PROBLEM DESCRIPTION:
Resize the data below, starting with the line containing "Accessibility service: describe the location of short" and going on through the line containing "2,28 -> 138,278", and give only those lines again, requests included. Multiply every bounding-box coordinate in the answers by 0.4 and round to whole numbers, with halves rounding up.

(Excerpt from a dataset)

------------------------------------------------------------

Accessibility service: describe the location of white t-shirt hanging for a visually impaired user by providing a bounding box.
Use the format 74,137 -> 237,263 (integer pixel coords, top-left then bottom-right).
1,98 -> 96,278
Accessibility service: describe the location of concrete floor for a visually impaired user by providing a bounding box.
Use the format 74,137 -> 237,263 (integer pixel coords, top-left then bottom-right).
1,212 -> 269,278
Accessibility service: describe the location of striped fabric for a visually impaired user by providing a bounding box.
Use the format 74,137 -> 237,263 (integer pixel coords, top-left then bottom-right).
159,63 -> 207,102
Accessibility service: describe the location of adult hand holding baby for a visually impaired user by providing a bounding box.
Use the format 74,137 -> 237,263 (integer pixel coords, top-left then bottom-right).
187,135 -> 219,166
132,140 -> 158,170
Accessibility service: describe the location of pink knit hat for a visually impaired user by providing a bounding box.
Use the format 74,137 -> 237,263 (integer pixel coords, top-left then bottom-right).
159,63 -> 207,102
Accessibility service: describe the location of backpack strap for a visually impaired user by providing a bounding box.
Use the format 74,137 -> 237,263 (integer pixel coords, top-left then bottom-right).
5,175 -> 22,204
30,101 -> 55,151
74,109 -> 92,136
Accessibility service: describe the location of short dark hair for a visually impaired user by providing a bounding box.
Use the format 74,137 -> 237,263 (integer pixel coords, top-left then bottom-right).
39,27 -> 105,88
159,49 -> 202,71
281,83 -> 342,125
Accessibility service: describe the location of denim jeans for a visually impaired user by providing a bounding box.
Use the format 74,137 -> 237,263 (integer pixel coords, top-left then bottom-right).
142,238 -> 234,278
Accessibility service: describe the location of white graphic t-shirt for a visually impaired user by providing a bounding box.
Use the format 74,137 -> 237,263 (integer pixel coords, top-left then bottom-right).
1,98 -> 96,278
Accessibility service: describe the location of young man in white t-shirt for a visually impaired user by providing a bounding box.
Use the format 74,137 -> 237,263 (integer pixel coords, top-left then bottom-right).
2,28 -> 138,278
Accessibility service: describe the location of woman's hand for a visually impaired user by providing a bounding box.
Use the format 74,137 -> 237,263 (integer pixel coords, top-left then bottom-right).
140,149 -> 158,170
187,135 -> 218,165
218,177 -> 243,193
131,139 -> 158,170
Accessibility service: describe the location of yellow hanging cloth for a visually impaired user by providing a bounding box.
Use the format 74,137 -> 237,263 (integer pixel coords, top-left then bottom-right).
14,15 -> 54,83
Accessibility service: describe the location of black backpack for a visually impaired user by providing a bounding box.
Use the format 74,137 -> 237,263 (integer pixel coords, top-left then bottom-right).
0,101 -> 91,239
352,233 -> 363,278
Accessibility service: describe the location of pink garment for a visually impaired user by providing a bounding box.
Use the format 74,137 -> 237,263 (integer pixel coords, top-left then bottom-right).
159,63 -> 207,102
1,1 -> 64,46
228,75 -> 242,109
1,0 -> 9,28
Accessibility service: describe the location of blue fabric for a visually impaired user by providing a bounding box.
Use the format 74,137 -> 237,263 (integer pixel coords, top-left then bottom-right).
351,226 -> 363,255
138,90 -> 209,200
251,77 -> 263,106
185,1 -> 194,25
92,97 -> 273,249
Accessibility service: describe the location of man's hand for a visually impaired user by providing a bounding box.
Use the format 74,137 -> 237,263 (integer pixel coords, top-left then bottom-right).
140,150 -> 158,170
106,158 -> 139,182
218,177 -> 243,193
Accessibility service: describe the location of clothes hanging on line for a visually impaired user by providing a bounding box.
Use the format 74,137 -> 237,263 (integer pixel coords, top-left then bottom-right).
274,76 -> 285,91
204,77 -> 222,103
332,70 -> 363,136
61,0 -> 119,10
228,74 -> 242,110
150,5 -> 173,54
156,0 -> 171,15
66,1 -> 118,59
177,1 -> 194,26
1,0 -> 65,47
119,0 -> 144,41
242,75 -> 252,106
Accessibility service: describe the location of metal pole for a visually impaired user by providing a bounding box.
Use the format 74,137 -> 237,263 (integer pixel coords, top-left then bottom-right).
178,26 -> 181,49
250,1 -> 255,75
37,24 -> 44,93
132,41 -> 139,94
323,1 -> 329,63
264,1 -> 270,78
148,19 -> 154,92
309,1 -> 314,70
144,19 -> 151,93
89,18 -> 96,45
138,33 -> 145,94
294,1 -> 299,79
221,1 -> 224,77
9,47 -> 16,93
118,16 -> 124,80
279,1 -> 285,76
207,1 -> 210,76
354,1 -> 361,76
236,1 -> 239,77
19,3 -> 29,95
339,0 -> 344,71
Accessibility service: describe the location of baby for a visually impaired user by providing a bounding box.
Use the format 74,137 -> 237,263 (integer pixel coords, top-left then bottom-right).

------------------------------------------------------------

RESULT:
Accessibility service: describe the location of short dark hair for a visually impaired user by providing a bounding box.
Use the format 74,137 -> 237,263 (integer pixel coords, top-left then bottom-right).
16,11 -> 42,35
64,20 -> 81,28
112,33 -> 137,50
Accessibility service: describe the location of denim jeans for a visually impaired user by providing a bounding box.
Use the format 74,137 -> 237,263 (integer pixel coords, top-left then bottom-right).
57,95 -> 94,111
Accessibility service: describe the location of white graphic t-shirt for a visually impaired user by providing a bounding box.
Use the format 74,137 -> 237,263 (integer pixel coords, top-left then bottom-right).
0,39 -> 38,111
Accessibility service: describe the location of young man in white t-shirt for a visually impaired user by providing a bounding box.
Use the format 74,137 -> 237,263 (integer pixel coords, top-left then bottom-right).
1,11 -> 55,111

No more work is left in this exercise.